> [TRY IT]: Beginning at the line containing "In the photo below, where can the silhouette", repeat each line below exactly up to and including the line containing "In the photo above, where can the lamp". Do not repeat the pictures.

[Saved entries]
--------

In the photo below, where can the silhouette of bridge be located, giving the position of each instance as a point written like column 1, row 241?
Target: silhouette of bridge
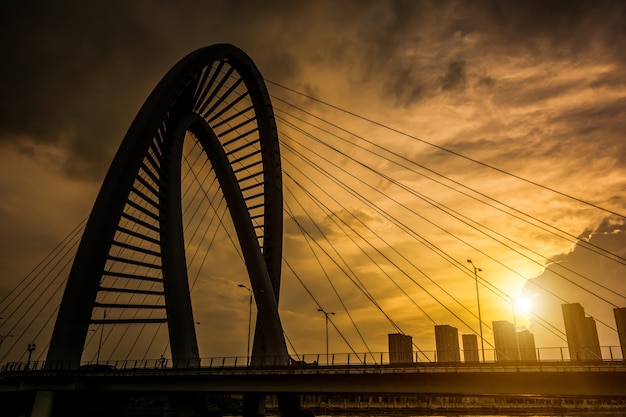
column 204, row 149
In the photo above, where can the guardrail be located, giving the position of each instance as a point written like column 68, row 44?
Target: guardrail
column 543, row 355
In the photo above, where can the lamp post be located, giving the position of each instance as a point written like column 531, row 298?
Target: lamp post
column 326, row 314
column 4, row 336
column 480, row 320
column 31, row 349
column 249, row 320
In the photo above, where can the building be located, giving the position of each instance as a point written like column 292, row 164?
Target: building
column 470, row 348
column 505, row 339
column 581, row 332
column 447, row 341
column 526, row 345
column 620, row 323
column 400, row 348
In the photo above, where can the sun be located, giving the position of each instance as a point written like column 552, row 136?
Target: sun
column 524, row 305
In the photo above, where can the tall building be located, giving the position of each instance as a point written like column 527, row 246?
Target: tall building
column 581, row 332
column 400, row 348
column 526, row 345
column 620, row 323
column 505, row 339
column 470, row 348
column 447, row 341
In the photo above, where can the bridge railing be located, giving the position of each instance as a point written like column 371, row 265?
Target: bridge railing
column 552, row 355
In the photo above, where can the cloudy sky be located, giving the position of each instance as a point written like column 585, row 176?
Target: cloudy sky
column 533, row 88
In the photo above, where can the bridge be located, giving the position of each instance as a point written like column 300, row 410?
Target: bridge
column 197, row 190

--------

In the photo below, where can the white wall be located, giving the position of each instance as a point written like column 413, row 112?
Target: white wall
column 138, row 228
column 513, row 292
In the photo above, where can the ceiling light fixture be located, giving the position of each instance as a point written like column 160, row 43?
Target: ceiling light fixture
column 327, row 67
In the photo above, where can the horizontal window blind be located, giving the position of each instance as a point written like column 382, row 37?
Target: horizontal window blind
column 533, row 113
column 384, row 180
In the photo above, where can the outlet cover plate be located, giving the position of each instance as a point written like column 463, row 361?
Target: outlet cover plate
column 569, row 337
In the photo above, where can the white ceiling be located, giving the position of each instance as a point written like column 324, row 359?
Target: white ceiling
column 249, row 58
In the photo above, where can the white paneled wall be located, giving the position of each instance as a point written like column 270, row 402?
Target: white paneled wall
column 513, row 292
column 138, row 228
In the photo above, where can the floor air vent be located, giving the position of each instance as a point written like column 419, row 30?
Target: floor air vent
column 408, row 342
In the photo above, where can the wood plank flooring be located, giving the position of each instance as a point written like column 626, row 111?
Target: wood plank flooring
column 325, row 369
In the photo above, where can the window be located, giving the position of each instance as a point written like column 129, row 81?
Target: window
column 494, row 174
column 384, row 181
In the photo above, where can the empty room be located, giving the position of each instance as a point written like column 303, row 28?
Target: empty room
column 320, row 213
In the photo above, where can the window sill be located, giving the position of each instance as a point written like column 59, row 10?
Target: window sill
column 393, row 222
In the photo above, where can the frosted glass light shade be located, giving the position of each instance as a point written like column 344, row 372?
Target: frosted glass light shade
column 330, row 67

--------

> [FINISHED TASK]:
In the photo below, where can the silhouette of bridge be located, giving the position of each instance as a point written like column 1, row 241?
Target: silhouette of bridge
column 204, row 149
In the photo above, where can the guardrail be located, giving the position of each instance as a point written like column 68, row 44?
Target: guardrail
column 543, row 355
In the photo above, where can the lamp post be located, giving the position of each instance as a point written like column 531, row 298?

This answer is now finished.